EXERCISE INSTRUCTIONS – Every line from the one that contains "target | pointed turret" to the end of the records must be restated word for word. No other line belongs in the answer.

###

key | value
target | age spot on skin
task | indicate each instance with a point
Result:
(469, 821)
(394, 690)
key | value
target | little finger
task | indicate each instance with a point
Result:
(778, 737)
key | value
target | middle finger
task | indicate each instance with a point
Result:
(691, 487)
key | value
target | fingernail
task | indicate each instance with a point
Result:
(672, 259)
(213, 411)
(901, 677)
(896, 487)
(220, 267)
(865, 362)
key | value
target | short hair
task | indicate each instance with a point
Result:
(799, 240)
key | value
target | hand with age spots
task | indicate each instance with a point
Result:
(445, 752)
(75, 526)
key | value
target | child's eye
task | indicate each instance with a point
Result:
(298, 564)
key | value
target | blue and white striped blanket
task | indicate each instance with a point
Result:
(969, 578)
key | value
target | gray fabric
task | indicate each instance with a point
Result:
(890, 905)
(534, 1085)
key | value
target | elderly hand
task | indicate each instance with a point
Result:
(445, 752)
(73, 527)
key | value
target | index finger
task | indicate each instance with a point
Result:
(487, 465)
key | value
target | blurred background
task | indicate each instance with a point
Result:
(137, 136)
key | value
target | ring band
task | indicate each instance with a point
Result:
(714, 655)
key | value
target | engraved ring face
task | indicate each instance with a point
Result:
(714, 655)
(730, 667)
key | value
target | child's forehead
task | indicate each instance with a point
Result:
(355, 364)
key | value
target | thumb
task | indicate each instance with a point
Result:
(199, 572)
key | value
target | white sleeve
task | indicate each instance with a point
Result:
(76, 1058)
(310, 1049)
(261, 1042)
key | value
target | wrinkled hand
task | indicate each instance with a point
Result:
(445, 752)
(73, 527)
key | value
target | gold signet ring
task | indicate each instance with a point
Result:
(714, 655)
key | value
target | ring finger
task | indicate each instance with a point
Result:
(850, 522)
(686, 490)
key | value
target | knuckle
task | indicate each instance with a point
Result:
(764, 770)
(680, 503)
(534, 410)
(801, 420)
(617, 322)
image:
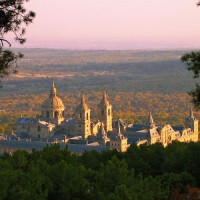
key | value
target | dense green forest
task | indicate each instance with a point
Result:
(145, 172)
(136, 81)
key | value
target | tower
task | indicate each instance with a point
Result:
(150, 123)
(102, 136)
(192, 122)
(82, 119)
(105, 112)
(53, 108)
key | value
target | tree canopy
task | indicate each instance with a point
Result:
(13, 19)
(192, 60)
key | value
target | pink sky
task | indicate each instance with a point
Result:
(114, 24)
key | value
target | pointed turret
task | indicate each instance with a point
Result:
(82, 118)
(119, 142)
(191, 114)
(102, 134)
(150, 123)
(105, 112)
(82, 105)
(104, 101)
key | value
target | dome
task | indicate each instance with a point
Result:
(53, 103)
(104, 101)
(82, 105)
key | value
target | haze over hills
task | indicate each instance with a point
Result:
(134, 71)
(136, 81)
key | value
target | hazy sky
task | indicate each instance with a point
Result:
(114, 24)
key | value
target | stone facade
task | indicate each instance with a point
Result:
(105, 112)
(52, 121)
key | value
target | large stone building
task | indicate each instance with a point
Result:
(52, 126)
(52, 120)
(150, 133)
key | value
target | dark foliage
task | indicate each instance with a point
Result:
(13, 18)
(145, 172)
(193, 62)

###

YOUR SOLUTION –
target | pointed turret
task | indicate each instance with a point
Result:
(82, 118)
(119, 142)
(191, 114)
(102, 134)
(150, 123)
(105, 112)
(82, 105)
(104, 101)
key | value
target | dome
task | indicate each instance with a point
Result:
(53, 103)
(104, 101)
(82, 105)
key | value
target | haze over hills
task | indicate each instance with a point
Result:
(134, 71)
(136, 81)
key | value
target | hazy sky
task | indicate each instance with a point
Result:
(114, 24)
key | value
target | stone facade
task | indicate each instance with a point
Result:
(105, 112)
(52, 121)
key | value
target | large stone building
task | indicate each instance with a point
Result:
(52, 126)
(52, 120)
(150, 133)
key | value
target | dark foliage
task | indicate each instance with a point
Result:
(13, 18)
(145, 172)
(193, 62)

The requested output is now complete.